● Selected excerpt:
--- START ---

Exhibit 10.23
TWELFTH AMENDMENT TO LOAN AGREEMENT

THIS TWELFTH AMENDMENT TO LOAN AGREEMENT (this “Amendment”) is made and entered
into as of June 29, 2012, by and between WESTERN RESERVE BANCORP, INC., an Ohio
corporation (the “Borrower”) and TCF NATIONAL BANK, a national banking
association (the “Bank”).
 
RECITALS:
A.     The Borrower and the Bank are parties to a certain letter loan agreement
dated as of May 5, 2003, as amended by a certain First Amendment to Loan
Agreement dated as of March 31, 2005, as further amended by a certain Second
Amendment to Loan Agreement dated as of June 30, 2005, as further amended by a
certain Third Amendment to Loan Agreement dated as of July 20, 2006, as further
amended by a certain letter agreement dated as of February 6, 2007, as further
amended by a certain Fifth Amendment to Loan Agreement and Waiver dated as of
June 21, 2007, as further amended by a certain Sixth Amendment to Loan Agreement
dated September 28, 2007, as further amended by a certain Seventh Amendment to
Loan Agreement dated July 18, 2008, as further amended by a certain Eighth
Amendment to Loan Agreement dated June 19, 2009, as further amended by a certain
Ninth Amendment to Loan Agreement and Waiver dated September 17, 2010, and as
further amended by a certain Tenth Amendment to Loan Agreement and Waiver dated
April 1, 2011, and as further amended by a certain Eleventh Amendment to Loan
Agreement dated as of September 15, 2011 (as amended, the “Loan
Agreement”).  All capitalized terms not otherwise defined herein shall have the
meanings given to them in the Loan Agreement.
 
B.     The Borrower has requested that the Bank modify the Loan Agreement for
the purpose of extending the Maturity Date of the existing $2,000,000 revolving
line of credit from July 1, 2012 to October 1, 2012, and the Bank is willing to
do so upon the terms and subject to the conditions set forth herein.
 
C.     All said modifications shall be made upon the terms and subject to the
conditions herein set forth.

--- END ---

● Written instruction 1: Quote the loan amendment above word for word, from "B.     The Borrower" to "herein set forth.", inclusive.
● Written instruction 2: In the loan amendment, what new date does the Borrower want the revolving line of credit's Maturity Date moved to?
● Written instruction 3: Carry on the loan amendment above from the point where its recitals stop.

● Recorded information:

--- START ---

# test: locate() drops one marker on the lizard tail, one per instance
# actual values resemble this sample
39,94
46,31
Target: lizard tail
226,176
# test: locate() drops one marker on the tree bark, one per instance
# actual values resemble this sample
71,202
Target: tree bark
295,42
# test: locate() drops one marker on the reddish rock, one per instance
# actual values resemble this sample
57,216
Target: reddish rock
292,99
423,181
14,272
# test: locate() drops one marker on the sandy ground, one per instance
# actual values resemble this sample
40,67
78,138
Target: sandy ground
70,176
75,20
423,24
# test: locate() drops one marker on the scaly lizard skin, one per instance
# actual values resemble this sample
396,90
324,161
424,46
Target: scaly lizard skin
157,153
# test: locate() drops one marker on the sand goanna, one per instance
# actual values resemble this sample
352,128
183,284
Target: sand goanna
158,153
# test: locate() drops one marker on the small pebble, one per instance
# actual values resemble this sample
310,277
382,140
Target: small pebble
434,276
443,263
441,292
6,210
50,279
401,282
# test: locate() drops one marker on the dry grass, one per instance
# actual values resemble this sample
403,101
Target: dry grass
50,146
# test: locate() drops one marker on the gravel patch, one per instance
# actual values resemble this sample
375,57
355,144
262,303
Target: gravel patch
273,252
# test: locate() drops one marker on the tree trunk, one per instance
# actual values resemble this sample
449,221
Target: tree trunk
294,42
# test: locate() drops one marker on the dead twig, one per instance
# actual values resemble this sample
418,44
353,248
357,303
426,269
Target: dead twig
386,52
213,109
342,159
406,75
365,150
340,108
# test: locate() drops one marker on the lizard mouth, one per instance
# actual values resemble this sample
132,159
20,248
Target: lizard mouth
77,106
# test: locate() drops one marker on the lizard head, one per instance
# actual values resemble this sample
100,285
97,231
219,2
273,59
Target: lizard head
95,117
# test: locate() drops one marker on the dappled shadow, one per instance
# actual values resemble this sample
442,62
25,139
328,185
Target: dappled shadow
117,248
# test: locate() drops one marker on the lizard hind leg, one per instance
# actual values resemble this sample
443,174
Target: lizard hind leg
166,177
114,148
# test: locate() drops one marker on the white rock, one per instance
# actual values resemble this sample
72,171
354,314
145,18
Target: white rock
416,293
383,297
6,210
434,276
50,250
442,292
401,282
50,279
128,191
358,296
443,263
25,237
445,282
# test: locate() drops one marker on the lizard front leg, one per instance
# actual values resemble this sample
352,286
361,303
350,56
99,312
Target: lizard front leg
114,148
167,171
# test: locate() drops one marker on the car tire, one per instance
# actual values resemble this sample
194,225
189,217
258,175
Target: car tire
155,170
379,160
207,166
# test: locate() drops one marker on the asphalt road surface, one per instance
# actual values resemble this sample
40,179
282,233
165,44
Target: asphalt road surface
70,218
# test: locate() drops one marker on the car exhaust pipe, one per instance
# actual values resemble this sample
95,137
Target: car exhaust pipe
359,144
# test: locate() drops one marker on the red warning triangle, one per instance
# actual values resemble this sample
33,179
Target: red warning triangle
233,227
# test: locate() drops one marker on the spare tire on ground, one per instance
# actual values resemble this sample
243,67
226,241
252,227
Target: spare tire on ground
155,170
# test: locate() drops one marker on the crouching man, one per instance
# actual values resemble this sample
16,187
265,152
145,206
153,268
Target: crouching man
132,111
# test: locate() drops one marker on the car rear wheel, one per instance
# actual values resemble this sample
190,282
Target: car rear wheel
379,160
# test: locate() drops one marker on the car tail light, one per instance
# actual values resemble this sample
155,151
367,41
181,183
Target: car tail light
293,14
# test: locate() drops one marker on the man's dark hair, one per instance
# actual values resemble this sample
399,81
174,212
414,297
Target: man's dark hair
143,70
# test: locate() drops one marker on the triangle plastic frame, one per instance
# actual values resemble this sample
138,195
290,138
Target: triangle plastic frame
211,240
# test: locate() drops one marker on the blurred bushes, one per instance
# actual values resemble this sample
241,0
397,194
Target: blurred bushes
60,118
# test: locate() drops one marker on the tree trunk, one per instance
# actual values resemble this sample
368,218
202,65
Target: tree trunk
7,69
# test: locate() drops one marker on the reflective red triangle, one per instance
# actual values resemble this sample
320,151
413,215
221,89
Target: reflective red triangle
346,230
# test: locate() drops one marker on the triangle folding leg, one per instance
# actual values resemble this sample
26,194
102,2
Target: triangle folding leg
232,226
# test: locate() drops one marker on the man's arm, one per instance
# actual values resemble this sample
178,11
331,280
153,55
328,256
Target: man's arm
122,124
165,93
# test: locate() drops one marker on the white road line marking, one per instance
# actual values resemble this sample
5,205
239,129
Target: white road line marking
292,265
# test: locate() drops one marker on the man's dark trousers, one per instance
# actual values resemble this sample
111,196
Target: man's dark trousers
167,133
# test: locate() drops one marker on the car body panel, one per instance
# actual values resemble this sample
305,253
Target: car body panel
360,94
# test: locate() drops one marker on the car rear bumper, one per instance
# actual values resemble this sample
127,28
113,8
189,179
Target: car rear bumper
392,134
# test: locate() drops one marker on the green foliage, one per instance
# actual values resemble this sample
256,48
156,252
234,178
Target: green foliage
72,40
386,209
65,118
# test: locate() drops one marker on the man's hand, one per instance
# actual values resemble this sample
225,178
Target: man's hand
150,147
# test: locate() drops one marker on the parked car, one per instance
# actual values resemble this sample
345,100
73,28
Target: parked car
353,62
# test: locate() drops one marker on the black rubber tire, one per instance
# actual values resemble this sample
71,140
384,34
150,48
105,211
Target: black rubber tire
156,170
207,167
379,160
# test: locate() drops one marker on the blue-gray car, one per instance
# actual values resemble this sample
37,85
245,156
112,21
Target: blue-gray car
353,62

--- END ---

● Written reply 1:
B.     The Borrower has requested that the Bank modify the Loan Agreement for
the purpose of extending the Maturity Date of the existing $2,000,000 revolving
line of credit from July 1, 2012 to October 1, 2012, and the Bank is willing to
do so upon the terms and subject to the conditions set forth herein.
 
C.     All said modifications shall be made upon the terms and subject to the
conditions herein set forth.

● Written reply 2: October 1, 2012.

● Written reply 3:
AGREEMENTS:
NOW, THEREFORE, in consideration of the mutual covenants and agreements
hereinafter set forth, and for other good and valuable consideration, the
nature, receipt and sufficiency of which are hereby acknowledged, the parties
hereto hereby agree as follows:
 
Section 1.     Conditions Precedent.  The effectiveness of all of the amendments
and agreements set forth in this Amendment are subject to condition precedent
that the Bank shall have received all of the following items, each dated such
date and in form and substance satisfactory to the Bank, and each duly executed
by all appropriate parties:
 
(a)     This Amendment.
 
(b)     A certificate of the secretary or an assistant secretary of the
Borrower, certifying: (i) the names of the officers of the Borrower authorized
to sign this Amendment and the other documents delivered or to be delivered in
connection herewith to which the Borrower is a party or by which it is bound,
(ii) that, except as specifically certified in such certificate, the Articles of
Incorporation and Bylaws of the Borrower have not been amended, modified,
supplemented or restated since the date such documents were last certified to
the Bank, and (iii) a copy of the resolutions of the Board of Directors of the
Borrower authorizing the execution, delivery and performance by the Borrower of
this Amendment and any other documents delivered or to be delivered in
connection herewith to which the Borrower is a party or by which it is bound,
together with all documents evidencing other necessary corporate action.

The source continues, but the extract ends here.